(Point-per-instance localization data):
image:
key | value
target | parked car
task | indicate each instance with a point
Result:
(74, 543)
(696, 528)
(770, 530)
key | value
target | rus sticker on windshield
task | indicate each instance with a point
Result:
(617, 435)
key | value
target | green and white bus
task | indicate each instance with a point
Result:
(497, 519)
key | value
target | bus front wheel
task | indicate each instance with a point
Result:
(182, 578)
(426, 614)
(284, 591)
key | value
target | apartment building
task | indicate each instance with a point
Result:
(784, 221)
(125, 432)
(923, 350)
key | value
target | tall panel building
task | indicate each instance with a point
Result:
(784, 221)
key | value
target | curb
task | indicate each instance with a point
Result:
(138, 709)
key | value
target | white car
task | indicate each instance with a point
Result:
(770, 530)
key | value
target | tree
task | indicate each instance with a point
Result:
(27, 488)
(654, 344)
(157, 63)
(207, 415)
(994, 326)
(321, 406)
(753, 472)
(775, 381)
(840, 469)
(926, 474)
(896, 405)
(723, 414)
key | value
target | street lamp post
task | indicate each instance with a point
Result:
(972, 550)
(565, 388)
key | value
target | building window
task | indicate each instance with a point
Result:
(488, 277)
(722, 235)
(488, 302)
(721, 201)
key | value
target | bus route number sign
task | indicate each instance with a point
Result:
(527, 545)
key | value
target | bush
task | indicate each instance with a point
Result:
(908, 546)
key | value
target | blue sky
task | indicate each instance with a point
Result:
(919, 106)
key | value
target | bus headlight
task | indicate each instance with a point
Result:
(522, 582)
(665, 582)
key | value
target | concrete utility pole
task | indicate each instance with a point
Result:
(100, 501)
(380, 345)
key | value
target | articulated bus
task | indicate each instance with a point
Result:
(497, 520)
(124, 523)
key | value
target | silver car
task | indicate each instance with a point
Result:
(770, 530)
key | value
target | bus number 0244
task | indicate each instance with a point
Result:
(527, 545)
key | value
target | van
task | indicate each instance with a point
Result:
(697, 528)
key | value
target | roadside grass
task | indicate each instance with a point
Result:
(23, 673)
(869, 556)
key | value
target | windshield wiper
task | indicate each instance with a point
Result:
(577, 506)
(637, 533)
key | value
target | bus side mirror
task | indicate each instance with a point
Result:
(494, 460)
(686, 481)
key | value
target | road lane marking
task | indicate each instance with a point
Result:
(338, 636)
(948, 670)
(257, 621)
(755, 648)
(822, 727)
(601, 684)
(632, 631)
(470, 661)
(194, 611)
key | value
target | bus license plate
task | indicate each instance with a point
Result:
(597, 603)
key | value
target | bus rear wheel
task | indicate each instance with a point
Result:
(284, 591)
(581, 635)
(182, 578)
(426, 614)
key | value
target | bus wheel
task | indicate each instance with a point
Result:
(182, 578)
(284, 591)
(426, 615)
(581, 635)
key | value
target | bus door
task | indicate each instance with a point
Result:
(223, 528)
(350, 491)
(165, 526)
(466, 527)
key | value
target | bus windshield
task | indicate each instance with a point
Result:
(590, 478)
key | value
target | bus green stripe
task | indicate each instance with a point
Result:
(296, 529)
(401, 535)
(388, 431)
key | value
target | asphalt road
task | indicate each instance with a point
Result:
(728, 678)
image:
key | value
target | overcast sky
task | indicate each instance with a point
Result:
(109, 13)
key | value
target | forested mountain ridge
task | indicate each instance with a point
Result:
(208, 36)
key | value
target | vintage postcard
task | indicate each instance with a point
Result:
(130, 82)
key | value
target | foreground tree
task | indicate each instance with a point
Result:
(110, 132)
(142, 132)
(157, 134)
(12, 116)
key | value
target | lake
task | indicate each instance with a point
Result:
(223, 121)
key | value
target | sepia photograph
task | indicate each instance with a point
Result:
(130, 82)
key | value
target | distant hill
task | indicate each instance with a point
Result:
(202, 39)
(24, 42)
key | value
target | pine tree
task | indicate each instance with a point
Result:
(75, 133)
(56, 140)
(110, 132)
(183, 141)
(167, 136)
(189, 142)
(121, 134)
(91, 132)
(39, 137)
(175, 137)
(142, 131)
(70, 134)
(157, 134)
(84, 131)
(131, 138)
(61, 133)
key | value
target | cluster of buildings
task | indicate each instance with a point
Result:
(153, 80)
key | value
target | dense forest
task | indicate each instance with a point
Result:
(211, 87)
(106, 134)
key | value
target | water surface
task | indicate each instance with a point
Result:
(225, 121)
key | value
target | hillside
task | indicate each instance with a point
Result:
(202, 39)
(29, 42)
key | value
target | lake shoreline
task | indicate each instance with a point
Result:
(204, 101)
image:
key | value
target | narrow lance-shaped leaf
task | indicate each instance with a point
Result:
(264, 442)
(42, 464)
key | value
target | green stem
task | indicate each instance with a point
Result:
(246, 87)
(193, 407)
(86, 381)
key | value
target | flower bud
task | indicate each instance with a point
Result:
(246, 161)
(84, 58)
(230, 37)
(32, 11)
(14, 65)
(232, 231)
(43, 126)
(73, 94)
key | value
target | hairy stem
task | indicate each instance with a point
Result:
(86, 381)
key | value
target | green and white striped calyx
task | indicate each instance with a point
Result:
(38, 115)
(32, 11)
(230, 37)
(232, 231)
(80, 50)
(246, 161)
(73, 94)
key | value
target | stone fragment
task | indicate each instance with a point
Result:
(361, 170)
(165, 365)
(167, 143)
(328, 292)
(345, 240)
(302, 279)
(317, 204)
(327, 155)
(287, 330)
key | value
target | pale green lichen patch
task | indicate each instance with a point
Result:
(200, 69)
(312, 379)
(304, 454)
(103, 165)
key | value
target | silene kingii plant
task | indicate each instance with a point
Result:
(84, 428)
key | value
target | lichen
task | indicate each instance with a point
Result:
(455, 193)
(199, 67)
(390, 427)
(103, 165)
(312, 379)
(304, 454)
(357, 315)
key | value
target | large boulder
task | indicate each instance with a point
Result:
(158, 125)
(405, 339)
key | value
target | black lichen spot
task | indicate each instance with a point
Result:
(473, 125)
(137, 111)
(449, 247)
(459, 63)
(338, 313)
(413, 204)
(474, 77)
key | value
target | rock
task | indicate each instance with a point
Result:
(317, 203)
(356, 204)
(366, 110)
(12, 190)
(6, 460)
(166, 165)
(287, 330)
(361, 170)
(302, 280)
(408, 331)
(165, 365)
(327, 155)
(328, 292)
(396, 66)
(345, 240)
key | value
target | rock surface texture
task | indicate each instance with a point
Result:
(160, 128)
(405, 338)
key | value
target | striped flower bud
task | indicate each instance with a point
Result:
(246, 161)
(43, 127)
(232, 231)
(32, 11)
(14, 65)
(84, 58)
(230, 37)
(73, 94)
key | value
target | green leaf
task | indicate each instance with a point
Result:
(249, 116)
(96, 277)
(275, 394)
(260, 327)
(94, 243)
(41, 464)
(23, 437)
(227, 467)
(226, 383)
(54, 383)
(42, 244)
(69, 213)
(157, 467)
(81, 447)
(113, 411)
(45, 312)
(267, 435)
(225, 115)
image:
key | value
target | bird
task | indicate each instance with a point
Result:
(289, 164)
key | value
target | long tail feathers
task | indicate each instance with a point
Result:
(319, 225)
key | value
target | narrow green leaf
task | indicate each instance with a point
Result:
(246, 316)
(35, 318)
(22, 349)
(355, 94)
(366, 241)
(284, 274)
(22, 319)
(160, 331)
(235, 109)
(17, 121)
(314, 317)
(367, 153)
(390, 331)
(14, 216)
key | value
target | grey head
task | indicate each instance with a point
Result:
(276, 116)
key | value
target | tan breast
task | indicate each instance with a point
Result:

(GOAL OF THE EXERCISE):
Transcribe the records above exactly as they appear.

(ANSWER SPACE):
image:
key | value
target | parked car
task | indicate each instance with a point
Result:
(74, 543)
(696, 528)
(770, 530)
key | value
target | rus sticker on windshield
task | indicate each instance with a point
Result:
(617, 435)
key | value
target | green and white bus
task | indicate each instance with a point
Result:
(497, 519)
key | value
target | bus front wheel
task | indicate each instance with a point
Result:
(182, 578)
(426, 614)
(284, 591)
key | value
target | apartment building
task | indicate each instance with a point
Result:
(784, 221)
(125, 432)
(923, 350)
key | value
target | tall panel building
task | indicate each instance with a point
Result:
(784, 221)
key | value
target | curb
task | indicate each instance with a point
Result:
(138, 709)
key | value
target | white car
task | indicate each instance with a point
Result:
(770, 530)
key | value
target | tree
task | indicate each instance with a point
Result:
(27, 488)
(654, 344)
(157, 63)
(207, 415)
(994, 326)
(321, 406)
(753, 472)
(775, 381)
(840, 469)
(926, 474)
(896, 405)
(723, 414)
key | value
target | street lamp post
task | indicate each instance with a point
Result:
(972, 550)
(565, 388)
key | value
target | building window
task | indicate each instance with a point
Result:
(488, 277)
(722, 235)
(488, 302)
(721, 201)
key | value
target | bus route number sign
task | indicate each instance with a point
Result:
(527, 545)
key | value
target | bush
task | indicate each instance with a point
Result:
(908, 546)
key | value
target | blue sky
task | indicate each instance with a point
Result:
(919, 106)
key | value
target | bus headlight
task | indicate each instance with a point
Result:
(522, 582)
(665, 582)
key | value
target | concrete utility pole
task | indicate each instance with a point
Result:
(100, 501)
(380, 345)
key | value
target | articulated bus
task | indicate each instance with a point
Result:
(497, 520)
(124, 523)
key | value
target | silver car
task | indicate each instance with a point
Result:
(770, 530)
key | value
target | bus number 0244
task | indicate each instance with a point
Result:
(527, 545)
key | value
target | van
task | indicate each instance with a point
Result:
(697, 528)
key | value
target | roadside grass
task | indicate each instance with a point
Result:
(23, 673)
(869, 556)
key | value
target | windshield wiper
task | indicate each instance with a point
Result:
(577, 506)
(637, 533)
key | value
target | bus side mirror
task | indicate each instance with a point
Result:
(494, 460)
(686, 481)
key | value
target | road lane marking
task | indicate each instance with a point
Result:
(338, 636)
(948, 670)
(257, 621)
(755, 648)
(822, 727)
(601, 684)
(632, 631)
(470, 661)
(194, 611)
key | value
target | bus license plate
task | indicate each instance with a point
Result:
(597, 603)
key | value
target | bus rear wheel
task | indicate each instance with a point
Result:
(284, 591)
(581, 635)
(182, 578)
(426, 614)
key | value
target | bus wheel
task | indicate each instance with a point
Result:
(182, 578)
(284, 591)
(426, 615)
(581, 635)
key | value
target | bus door
task | indicate each instance with a point
Result:
(223, 528)
(350, 491)
(165, 526)
(466, 527)
key | value
target | bus windshield
task | indicate each instance with a point
Result:
(590, 478)
key | value
target | bus green stripe
task | indicate each instance with a point
Result:
(296, 529)
(401, 535)
(388, 431)
key | value
target | asphalt road
task | indicate each instance with a point
Result:
(728, 678)
image:
key | value
target | overcast sky
task | indicate each instance with a point
Result:
(109, 13)
key | value
target | forested mountain ridge
task | indicate each instance with a point
Result:
(208, 36)
key | value
target | vintage postcard
task | indicate each instance with a point
Result:
(130, 82)
key | value
target | foreground tree
task | indicate each instance with a point
Result:
(110, 132)
(142, 132)
(157, 134)
(12, 116)
key | value
target | lake
task | indicate each instance with a point
Result:
(223, 121)
key | value
target | sepia photograph
task | indicate each instance with a point
Result:
(130, 82)
key | value
target | distant hill
task | indicate each instance with a point
Result:
(202, 39)
(24, 42)
key | value
target | pine tree
task | indicate each instance with a point
Result:
(75, 133)
(56, 140)
(110, 132)
(183, 141)
(167, 136)
(189, 142)
(121, 134)
(91, 132)
(39, 137)
(175, 137)
(142, 131)
(70, 134)
(157, 134)
(84, 131)
(131, 138)
(61, 133)
key | value
target | cluster of buildings
task | indicate each instance with a point
Result:
(153, 80)
key | value
target | dense forest
task | indicate each instance with a point
Result:
(211, 87)
(106, 134)
key | value
target | water surface
task | indicate each instance with a point
Result:
(225, 121)
key | value
target | hillside
task | indicate each instance with a point
Result:
(202, 39)
(29, 42)
key | value
target | lake shoreline
task | indicate each instance with a point
Result:
(204, 101)
image:
key | value
target | narrow lance-shaped leaf
task | indicate each instance with a point
Result:
(264, 442)
(42, 464)
key | value
target | green stem
task | indicate each instance with a point
Result:
(246, 87)
(193, 407)
(86, 381)
key | value
target | flower bud
task | indicate each instance with a point
Result:
(246, 161)
(84, 58)
(230, 37)
(32, 11)
(14, 65)
(232, 231)
(43, 126)
(73, 94)
key | value
target | hairy stem
task | indicate each instance with a point
Result:
(86, 381)
key | value
target | green and white striped calyx
task | indicate each instance with a point
Result:
(38, 115)
(32, 11)
(230, 37)
(232, 231)
(80, 50)
(246, 161)
(73, 94)
key | value
target | stone fragment
task | indicate each instance with a point
Result:
(361, 170)
(165, 365)
(167, 143)
(328, 292)
(345, 240)
(302, 279)
(317, 204)
(327, 155)
(287, 330)
key | value
target | pale green lichen patch
task | indicate each instance with a point
Result:
(200, 69)
(312, 379)
(304, 454)
(103, 165)
key | value
target | silene kingii plant
task | indicate each instance with a point
Result:
(84, 428)
key | value
target | lichen
task | indicate each instance with a point
Result:
(455, 193)
(199, 67)
(390, 427)
(103, 165)
(312, 379)
(304, 454)
(357, 315)
key | value
target | large boulder
task | indicate each instance with a point
Result:
(158, 125)
(405, 339)
key | value
target | black lichen spot
task | indicate each instance with a point
Result:
(473, 125)
(137, 111)
(449, 247)
(459, 63)
(338, 313)
(413, 204)
(474, 77)
key | value
target | rock
task | indicate each instance with a point
Result:
(317, 203)
(356, 204)
(366, 110)
(12, 190)
(6, 460)
(166, 165)
(287, 330)
(361, 170)
(302, 280)
(408, 331)
(165, 365)
(327, 155)
(328, 292)
(396, 66)
(345, 240)
key | value
target | rock surface texture
task | indicate each instance with a point
Result:
(160, 128)
(405, 338)
key | value
target | striped flower bud
task | indicate each instance with a point
Result:
(246, 161)
(43, 127)
(232, 231)
(32, 11)
(14, 65)
(84, 58)
(230, 37)
(73, 94)
key | value
target | green leaf
task | indicate each instance with a point
Result:
(249, 116)
(96, 277)
(275, 394)
(260, 327)
(94, 243)
(41, 464)
(23, 437)
(227, 467)
(226, 383)
(54, 383)
(42, 244)
(69, 213)
(157, 467)
(81, 447)
(113, 411)
(45, 312)
(267, 435)
(225, 115)
image:
key | value
target | bird
task | indicate each instance with a point
Result:
(289, 164)
key | value
target | long tail feathers
task | indicate each instance with a point
Result:
(319, 225)
key | value
target | narrow green leaf
task | indicate each instance with a point
Result:
(246, 316)
(35, 318)
(22, 349)
(355, 94)
(366, 241)
(284, 274)
(22, 319)
(160, 331)
(235, 109)
(17, 121)
(314, 317)
(367, 153)
(390, 331)
(14, 216)
key | value
target | grey head
task | indicate each instance with a point
Result:
(276, 116)
key | value
target | tan breast
task | indicate each instance with a point
Result:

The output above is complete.